- **PASSAGE TO READ**:

Territorial Cohesion: Formally emerging in the Treaty of Amsterdam (1997), the concept aims to moderate the effects associated with the (tendency to) liberalization of Services of General Interest. More than a decade later, the Lisbon Treaty (2010) positioned territorial cohesion as a new paradigm for the development of European space. Its objective is to promote a balanced development of Europe by valuing territorial diversity and complementarity amongst different territorial contexts. This definition combines the idea of cohesion with the importance of the territorial dimension in decision-making processes.

Health Tourism: This concept covers both wellness tourism and medical tourism, and comprehends those trips aiming to benefit from treatments, therapies or activities that improve and/or maintain health conditions. In this sense, health tourism is a form of tourism that has as a primary motivation the contribution to physical, mental, and spiritual health of individuals through medical and wellness-based activities.

eHealth Literacy: This concept is defined as the ability to search, find, understand, and evaluate health information from electronic sources and apply the knowledge acquired to address or solve a health problem.

- **REQUIREMENT A**: List every concept that the glossary defines.
- **REQUIREMENT B**: Print the part of the glossary between "eHealth Literacy: This" and "a health problem.", inclusive.
The records that come next are separate from the glossary.

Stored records
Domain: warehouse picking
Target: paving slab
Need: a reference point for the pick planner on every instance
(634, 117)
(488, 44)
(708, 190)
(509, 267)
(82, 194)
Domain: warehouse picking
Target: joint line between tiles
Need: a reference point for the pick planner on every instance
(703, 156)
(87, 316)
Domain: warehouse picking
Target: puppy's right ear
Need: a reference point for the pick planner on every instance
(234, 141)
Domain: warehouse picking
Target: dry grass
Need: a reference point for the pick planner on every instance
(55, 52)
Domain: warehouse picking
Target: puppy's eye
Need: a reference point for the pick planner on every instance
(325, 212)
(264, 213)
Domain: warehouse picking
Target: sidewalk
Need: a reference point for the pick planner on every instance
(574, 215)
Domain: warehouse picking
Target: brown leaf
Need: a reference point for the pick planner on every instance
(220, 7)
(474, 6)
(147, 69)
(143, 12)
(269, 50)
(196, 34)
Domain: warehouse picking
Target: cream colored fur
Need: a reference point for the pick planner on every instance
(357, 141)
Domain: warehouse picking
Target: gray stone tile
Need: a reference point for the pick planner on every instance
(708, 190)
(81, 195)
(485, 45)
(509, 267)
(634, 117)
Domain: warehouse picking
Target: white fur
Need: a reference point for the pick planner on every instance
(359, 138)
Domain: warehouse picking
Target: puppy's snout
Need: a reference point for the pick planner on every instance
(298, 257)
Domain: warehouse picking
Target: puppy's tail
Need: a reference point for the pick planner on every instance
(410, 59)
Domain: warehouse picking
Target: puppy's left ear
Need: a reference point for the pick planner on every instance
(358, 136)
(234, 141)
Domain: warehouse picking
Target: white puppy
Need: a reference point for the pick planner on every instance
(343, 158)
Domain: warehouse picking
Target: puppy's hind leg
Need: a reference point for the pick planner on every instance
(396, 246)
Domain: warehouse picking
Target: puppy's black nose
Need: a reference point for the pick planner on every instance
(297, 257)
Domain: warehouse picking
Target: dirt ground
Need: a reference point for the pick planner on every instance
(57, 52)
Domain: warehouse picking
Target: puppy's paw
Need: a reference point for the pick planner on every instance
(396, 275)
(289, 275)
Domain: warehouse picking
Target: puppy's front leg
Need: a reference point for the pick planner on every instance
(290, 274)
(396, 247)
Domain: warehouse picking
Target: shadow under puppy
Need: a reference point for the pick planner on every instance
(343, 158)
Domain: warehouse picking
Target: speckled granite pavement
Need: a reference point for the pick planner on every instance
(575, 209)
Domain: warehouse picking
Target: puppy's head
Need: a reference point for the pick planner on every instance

- **WORKED SOLUTION A**:
Territorial Cohesion
Health Tourism
eHealth Literacy

- **WORKED SOLUTION B**:
eHealth Literacy: This concept is defined as the ability to search, find, understand, and evaluate health information from electronic sources and apply the knowledge acquired to address or solve a health problem.